### PROBLEM DESCRIPTION
Search the data below for the line containing "Where can the white vanity", then please set down that line and all remaining ones exactly as written.

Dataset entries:
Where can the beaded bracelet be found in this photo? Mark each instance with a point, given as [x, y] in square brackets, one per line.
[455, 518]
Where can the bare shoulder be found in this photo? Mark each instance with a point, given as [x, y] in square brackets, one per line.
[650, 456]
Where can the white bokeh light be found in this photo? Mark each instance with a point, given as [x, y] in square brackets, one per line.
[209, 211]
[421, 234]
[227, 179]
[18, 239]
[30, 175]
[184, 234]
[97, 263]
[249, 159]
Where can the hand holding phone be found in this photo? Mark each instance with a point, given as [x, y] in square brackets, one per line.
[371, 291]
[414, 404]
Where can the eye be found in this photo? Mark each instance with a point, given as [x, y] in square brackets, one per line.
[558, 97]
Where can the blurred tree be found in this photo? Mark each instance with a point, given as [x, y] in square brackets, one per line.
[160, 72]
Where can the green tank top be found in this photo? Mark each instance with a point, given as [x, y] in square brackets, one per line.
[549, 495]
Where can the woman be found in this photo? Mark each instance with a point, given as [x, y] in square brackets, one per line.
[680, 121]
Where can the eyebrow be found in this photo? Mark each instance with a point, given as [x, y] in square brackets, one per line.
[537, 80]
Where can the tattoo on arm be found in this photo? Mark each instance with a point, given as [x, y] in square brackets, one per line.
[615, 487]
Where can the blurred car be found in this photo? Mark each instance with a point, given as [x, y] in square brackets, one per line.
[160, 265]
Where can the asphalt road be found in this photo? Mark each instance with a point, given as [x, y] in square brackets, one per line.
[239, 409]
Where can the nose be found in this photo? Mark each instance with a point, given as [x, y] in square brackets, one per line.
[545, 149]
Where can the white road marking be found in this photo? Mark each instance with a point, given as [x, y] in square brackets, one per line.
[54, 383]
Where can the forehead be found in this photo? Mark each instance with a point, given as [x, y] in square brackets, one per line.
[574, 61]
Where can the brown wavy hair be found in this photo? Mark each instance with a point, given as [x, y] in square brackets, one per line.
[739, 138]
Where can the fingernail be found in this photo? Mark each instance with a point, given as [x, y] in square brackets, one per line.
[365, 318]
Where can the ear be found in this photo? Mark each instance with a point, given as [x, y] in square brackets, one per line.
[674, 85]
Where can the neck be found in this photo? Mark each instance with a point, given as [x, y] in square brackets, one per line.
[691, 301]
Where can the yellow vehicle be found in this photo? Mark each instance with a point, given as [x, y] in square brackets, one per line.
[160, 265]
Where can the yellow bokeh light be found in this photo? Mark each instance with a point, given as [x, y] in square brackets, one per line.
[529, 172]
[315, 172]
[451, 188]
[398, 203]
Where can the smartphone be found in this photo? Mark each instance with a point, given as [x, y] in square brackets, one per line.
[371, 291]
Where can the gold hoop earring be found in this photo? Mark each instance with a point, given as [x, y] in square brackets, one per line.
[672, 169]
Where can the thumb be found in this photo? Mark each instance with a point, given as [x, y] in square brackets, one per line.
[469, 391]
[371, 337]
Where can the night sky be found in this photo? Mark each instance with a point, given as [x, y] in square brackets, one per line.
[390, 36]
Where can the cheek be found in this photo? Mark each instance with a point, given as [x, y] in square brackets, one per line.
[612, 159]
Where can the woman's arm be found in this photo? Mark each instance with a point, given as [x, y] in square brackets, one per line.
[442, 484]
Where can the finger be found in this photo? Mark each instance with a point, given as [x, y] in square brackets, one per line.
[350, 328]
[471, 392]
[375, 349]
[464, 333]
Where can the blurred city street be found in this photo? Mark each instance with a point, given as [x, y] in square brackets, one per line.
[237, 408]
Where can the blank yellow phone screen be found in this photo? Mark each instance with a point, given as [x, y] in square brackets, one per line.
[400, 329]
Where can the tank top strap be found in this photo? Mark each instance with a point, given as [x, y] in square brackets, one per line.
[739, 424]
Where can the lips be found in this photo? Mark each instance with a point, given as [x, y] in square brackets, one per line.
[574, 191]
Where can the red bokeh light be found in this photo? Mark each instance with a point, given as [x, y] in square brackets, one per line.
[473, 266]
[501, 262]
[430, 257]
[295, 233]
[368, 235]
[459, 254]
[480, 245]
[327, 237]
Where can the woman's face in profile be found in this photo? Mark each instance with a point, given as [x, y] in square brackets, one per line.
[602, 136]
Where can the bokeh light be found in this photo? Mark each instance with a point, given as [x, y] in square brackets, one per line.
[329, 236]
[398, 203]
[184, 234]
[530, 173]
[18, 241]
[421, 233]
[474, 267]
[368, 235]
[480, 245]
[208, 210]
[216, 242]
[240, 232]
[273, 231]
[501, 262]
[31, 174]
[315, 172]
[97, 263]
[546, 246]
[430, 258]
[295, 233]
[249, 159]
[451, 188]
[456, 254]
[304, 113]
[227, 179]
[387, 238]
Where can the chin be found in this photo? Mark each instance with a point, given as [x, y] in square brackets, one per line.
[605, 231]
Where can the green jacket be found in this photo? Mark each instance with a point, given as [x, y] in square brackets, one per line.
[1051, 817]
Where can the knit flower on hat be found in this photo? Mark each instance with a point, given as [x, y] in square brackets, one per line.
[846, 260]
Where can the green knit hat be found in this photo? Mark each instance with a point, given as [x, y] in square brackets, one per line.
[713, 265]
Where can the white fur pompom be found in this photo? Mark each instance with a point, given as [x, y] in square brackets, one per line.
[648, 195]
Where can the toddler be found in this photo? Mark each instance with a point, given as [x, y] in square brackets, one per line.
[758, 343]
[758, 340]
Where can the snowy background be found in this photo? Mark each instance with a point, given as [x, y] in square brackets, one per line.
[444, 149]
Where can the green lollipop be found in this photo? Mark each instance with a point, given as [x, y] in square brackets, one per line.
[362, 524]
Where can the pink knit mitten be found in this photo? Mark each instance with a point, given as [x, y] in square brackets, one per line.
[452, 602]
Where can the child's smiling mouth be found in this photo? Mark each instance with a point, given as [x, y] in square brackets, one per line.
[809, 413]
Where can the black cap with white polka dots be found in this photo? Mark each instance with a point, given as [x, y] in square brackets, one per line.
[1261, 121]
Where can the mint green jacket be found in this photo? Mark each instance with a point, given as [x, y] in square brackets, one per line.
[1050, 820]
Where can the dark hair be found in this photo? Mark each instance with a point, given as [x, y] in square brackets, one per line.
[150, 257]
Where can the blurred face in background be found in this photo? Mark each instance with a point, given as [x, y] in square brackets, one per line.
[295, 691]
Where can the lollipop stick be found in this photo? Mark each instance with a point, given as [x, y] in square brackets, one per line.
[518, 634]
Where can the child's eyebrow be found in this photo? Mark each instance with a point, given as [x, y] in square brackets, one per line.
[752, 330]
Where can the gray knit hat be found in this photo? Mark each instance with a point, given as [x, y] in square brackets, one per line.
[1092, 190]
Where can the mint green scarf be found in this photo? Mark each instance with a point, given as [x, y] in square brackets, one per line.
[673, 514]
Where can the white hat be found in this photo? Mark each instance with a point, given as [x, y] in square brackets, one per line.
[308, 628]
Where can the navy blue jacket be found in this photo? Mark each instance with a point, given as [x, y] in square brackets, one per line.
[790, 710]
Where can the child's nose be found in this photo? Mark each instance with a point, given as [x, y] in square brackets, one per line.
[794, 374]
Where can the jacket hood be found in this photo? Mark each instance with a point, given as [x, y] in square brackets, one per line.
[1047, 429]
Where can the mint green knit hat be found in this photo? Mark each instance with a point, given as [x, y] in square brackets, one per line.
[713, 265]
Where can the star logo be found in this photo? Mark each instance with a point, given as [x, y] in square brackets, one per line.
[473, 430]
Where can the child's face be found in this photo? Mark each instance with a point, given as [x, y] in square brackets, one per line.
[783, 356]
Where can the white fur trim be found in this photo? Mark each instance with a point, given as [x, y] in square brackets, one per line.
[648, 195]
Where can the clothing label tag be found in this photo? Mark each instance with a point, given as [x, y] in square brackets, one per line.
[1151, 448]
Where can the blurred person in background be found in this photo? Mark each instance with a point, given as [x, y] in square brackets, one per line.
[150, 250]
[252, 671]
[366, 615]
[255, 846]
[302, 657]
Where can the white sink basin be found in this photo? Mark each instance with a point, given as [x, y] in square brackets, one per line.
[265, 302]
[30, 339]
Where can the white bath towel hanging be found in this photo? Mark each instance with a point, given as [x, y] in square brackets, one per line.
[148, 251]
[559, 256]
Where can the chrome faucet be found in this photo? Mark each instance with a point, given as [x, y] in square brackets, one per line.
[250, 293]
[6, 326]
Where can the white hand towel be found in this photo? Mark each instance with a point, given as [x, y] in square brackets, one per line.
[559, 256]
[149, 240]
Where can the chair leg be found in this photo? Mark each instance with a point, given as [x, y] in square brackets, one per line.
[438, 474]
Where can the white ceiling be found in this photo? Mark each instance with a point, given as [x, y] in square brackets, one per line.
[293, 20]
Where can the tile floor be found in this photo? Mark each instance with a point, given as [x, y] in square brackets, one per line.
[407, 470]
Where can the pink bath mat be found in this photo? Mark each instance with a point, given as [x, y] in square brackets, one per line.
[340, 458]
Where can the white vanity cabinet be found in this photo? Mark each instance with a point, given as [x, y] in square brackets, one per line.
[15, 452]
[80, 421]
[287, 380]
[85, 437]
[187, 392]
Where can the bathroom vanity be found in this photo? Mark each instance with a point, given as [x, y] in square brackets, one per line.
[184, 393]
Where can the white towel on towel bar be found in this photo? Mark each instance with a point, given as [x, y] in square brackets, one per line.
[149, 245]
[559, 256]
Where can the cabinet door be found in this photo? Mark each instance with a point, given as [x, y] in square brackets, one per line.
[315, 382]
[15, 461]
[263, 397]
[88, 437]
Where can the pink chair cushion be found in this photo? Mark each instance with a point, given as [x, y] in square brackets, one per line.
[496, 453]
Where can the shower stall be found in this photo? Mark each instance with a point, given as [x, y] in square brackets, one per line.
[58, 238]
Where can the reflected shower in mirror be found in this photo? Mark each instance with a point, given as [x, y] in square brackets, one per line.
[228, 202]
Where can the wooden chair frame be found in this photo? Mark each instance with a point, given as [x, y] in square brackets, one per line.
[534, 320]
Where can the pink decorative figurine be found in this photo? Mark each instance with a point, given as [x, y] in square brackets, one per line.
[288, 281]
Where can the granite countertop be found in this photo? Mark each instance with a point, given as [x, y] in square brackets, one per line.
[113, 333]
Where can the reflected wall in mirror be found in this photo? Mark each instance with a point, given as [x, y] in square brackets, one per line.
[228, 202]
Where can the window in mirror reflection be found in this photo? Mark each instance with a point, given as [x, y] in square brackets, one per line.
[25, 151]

### EXPECTED ANSWER
Where can the white vanity cabinet be found in this photo? Mark each instance with a point, given as [x, y] in square brackets, one per line.
[15, 452]
[80, 421]
[287, 380]
[85, 437]
[187, 392]
Where can the bathroom vanity be found in this photo? Mark each instance with a point, given as [x, y] in square brackets, one per line.
[184, 393]
Where can the white towel on towel bar be found in this photo? Mark each instance with a point, given as [x, y] in square brackets, one per line.
[149, 245]
[559, 256]
Where can the cabinet door be found in this photo? Mark each instance with a point, given as [x, y] in square brackets, one per line.
[315, 382]
[15, 461]
[263, 397]
[88, 437]
Where can the pink chair cushion be found in this photo? Mark each instance with a point, given as [x, y] in square brackets, one per line.
[496, 453]
Where can the shower stall be found in this photo? Mark each instance with a point, given as [x, y] in square brackets, one per line.
[58, 238]
Where can the reflected shower in mirror be found in this photo? Mark each instance with a point, given as [x, y] in square brackets, one per line.
[228, 202]
Where can the wooden chair frame be found in this photo? Mark each instance with a point, given as [x, y] in square brackets, one per line.
[534, 320]
Where can the pink decorative figurine be found in this photo? Mark each instance with a point, given as [x, y] in square brackets, one per line.
[288, 281]
Where can the granite countertop be found in this photo? Mark each instance with a point, given as [x, y] in square brackets, one per line.
[113, 333]
Where can the reflected wall in mirror be found in this photo? Mark each instance with a point, given as [x, y] in square brackets, one per line.
[228, 202]
Where can the window in mirror reflection be found in this photo? Mark each instance with a point, given as [x, y] in square brackets, one per line.
[25, 151]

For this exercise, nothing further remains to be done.